§ **Instructions to follow**
Print out the entries that follow exactly, missing none.

§ **Material shown**
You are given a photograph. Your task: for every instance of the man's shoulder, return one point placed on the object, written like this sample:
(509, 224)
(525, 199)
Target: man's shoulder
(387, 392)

§ **Finished exercise**
You are given a photograph. Your task: for every instance of the man's shoulder, return one point placed on the object, written like this sample:
(509, 224)
(525, 199)
Target: man's shoulder
(387, 392)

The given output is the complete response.